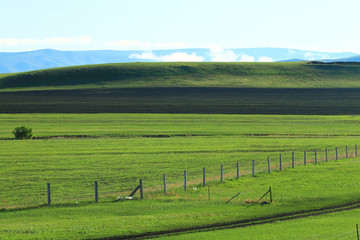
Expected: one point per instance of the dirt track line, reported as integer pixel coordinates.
(244, 223)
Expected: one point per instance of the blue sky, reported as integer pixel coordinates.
(317, 25)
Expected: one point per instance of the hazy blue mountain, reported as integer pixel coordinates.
(49, 58)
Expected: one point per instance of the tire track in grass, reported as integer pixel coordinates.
(244, 223)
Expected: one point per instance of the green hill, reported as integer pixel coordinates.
(259, 75)
(235, 88)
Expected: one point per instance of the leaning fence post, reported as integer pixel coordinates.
(204, 177)
(253, 173)
(326, 155)
(49, 194)
(237, 170)
(164, 178)
(96, 193)
(141, 189)
(337, 155)
(280, 162)
(185, 180)
(221, 173)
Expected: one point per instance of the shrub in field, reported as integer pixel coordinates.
(22, 132)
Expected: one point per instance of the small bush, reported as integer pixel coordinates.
(22, 133)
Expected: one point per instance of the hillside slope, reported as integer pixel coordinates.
(233, 75)
(229, 88)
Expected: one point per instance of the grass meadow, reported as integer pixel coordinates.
(121, 148)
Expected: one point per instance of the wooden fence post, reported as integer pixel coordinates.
(49, 194)
(141, 189)
(185, 180)
(96, 193)
(253, 172)
(164, 178)
(280, 162)
(237, 170)
(204, 177)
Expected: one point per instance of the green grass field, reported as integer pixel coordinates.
(127, 146)
(209, 88)
(341, 225)
(233, 75)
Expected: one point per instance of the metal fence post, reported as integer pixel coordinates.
(326, 155)
(96, 193)
(337, 155)
(237, 170)
(204, 177)
(141, 189)
(185, 180)
(221, 173)
(49, 194)
(164, 178)
(253, 172)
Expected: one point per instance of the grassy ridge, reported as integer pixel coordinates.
(263, 75)
(185, 100)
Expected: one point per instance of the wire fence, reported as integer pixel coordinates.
(64, 191)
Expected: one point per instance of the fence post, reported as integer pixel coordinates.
(355, 150)
(326, 155)
(164, 178)
(280, 162)
(253, 173)
(337, 155)
(141, 189)
(204, 177)
(185, 180)
(237, 170)
(49, 194)
(96, 193)
(221, 173)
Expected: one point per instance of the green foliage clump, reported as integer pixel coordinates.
(22, 132)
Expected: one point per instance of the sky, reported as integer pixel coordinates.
(316, 25)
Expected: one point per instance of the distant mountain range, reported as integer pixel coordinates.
(11, 62)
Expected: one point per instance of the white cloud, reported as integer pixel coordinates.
(218, 54)
(142, 45)
(265, 59)
(48, 41)
(246, 58)
(174, 57)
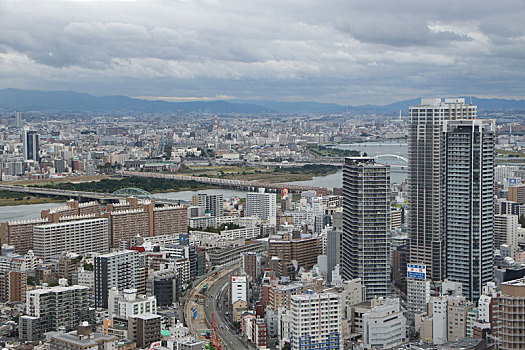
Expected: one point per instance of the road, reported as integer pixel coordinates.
(230, 339)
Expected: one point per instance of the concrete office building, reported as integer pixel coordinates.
(79, 236)
(468, 203)
(316, 321)
(509, 314)
(384, 326)
(263, 206)
(51, 309)
(31, 147)
(164, 285)
(418, 296)
(119, 269)
(144, 329)
(82, 339)
(18, 119)
(517, 194)
(251, 263)
(333, 252)
(366, 225)
(506, 231)
(424, 178)
(396, 218)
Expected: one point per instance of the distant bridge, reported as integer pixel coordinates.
(238, 184)
(391, 156)
(81, 195)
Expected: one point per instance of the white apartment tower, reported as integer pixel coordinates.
(79, 236)
(239, 285)
(315, 321)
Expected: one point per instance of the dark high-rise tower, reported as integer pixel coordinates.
(425, 197)
(31, 148)
(366, 224)
(468, 193)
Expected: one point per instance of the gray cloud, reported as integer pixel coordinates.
(338, 51)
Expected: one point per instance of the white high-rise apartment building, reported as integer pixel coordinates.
(80, 236)
(128, 303)
(315, 321)
(384, 326)
(263, 206)
(239, 288)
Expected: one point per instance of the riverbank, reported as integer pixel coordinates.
(27, 200)
(109, 185)
(270, 174)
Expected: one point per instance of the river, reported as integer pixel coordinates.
(32, 211)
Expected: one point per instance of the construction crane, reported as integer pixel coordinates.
(215, 340)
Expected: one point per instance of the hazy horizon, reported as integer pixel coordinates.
(345, 52)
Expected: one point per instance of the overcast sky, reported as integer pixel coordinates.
(349, 52)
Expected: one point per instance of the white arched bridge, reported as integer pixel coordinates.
(397, 156)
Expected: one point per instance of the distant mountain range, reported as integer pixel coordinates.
(70, 101)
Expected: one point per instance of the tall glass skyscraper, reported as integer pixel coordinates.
(31, 147)
(425, 197)
(468, 194)
(366, 225)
———
Output the records exactly, and let none of their pictures appear in the copy.

Expected: one point per instance of the dirt track line, reported as integer pixel coordinates.
(244, 223)
Expected: one point per instance of the blue sky, reported as integer pixel coordinates.
(317, 25)
Expected: one point per instance of the hazy blue mountain, reported as integer pixel coordinates.
(49, 58)
Expected: one point per instance of the tire track in grass, reported as integer pixel coordinates.
(244, 223)
Expected: one point per instance of the green hill, reported as integer pixel coordinates.
(259, 75)
(235, 88)
Expected: one point per instance of the leaning fence post, reported as integer pixel coordinates.
(204, 177)
(253, 173)
(326, 155)
(49, 194)
(237, 170)
(164, 178)
(96, 193)
(141, 189)
(337, 155)
(280, 162)
(185, 180)
(221, 173)
Expected: one point per instance of the shrub in field, reported as integer pixel coordinates.
(22, 132)
Expected: one point per instance of the small bush, reported as integer pixel coordinates.
(22, 133)
Expected: one point per instance of the hillside slope, reported as integer pixel coordinates.
(233, 75)
(229, 88)
Expected: one point per instance of the grass meadow, reported as integer pixel coordinates.
(121, 148)
Expected: one point per instance of the wooden fence post, reported as integer pixel coordinates.
(49, 194)
(141, 189)
(185, 180)
(96, 193)
(253, 172)
(164, 178)
(280, 162)
(237, 170)
(204, 177)
Expected: one point per instance of the green grass field, reported as integer pixel coordinates.
(127, 146)
(209, 88)
(341, 225)
(233, 75)
Expected: one point per instance of the metal fence post, reported as integer pixel coordinates.
(326, 155)
(96, 193)
(337, 155)
(237, 170)
(204, 177)
(141, 189)
(185, 180)
(221, 173)
(49, 194)
(164, 178)
(253, 172)
Expected: one point per instance of the grassy ridge, reported as integer pixel coordinates.
(263, 75)
(185, 100)
Expected: one point per instance of the wire fence, reported as integer pixel coordinates.
(64, 191)
Expected: one point per instance of the fence post, reported as integer pixel coordinates.
(355, 150)
(326, 155)
(164, 178)
(280, 162)
(253, 173)
(337, 155)
(141, 189)
(204, 177)
(185, 180)
(237, 170)
(49, 194)
(96, 193)
(221, 173)
Expected: one point per instance of the green foliage clump, reported as integer pixel coordinates.
(22, 132)
Expected: one point per instance of the sky, reported as integer pixel coordinates.
(316, 25)
Expected: one point per instance of the distant mountain range, reported as integer pixel coordinates.
(11, 62)
Expected: one point per instance of the white cloud, reported as integer pixel coordinates.
(218, 54)
(142, 45)
(265, 59)
(48, 41)
(246, 58)
(174, 57)
Expected: one point per instance of the road, reported as integer pixel coordinates.
(230, 339)
Expected: one point per instance of the concrete office building, reported as integer pixel coordinates.
(79, 236)
(468, 203)
(316, 321)
(509, 314)
(384, 326)
(263, 206)
(51, 309)
(31, 147)
(164, 285)
(418, 296)
(119, 269)
(144, 329)
(82, 339)
(18, 119)
(517, 194)
(251, 263)
(333, 252)
(366, 225)
(506, 231)
(424, 178)
(396, 218)
Expected: one point per instance of the distant bridge, reported as integer pixel coordinates.
(238, 184)
(391, 156)
(81, 195)
Expected: one point per instance of the white apartment tower, reported as integer pixel coordinates.
(79, 236)
(239, 285)
(315, 321)
Expected: one point per instance of the dark high-rise tower, reported as integer pixel coordinates.
(425, 197)
(31, 148)
(366, 224)
(468, 193)
Expected: one point per instance of the gray cloud, reported as integer pixel coordinates.
(338, 51)
Expected: one point per instance of the white high-rise apartment building, reported as integer pixel coordinates.
(80, 236)
(128, 303)
(315, 321)
(384, 326)
(263, 206)
(239, 288)
Expected: one point per instance of the riverbank, reported as integer pixel coordinates.
(27, 200)
(109, 185)
(270, 174)
Expected: one point per instance of the river, reported as integer pixel coordinates.
(32, 211)
Expected: one point per instance of the construction crane, reported as integer pixel coordinates.
(215, 340)
Expected: one point per instance of the hazy horizon, reported as integer pixel coordinates.
(345, 52)
Expected: one point per instance of the overcast sky, reported as integer pixel coordinates.
(349, 52)
Expected: one point per instance of the white arched bridge, reported as integer pixel coordinates.
(397, 156)
Expected: one point per instance of the distant mountain range, reported as integer pixel coordinates.
(70, 101)
Expected: one point per instance of the tall glass skyscraper, reported as integer pixel coordinates.
(31, 147)
(425, 197)
(468, 194)
(366, 225)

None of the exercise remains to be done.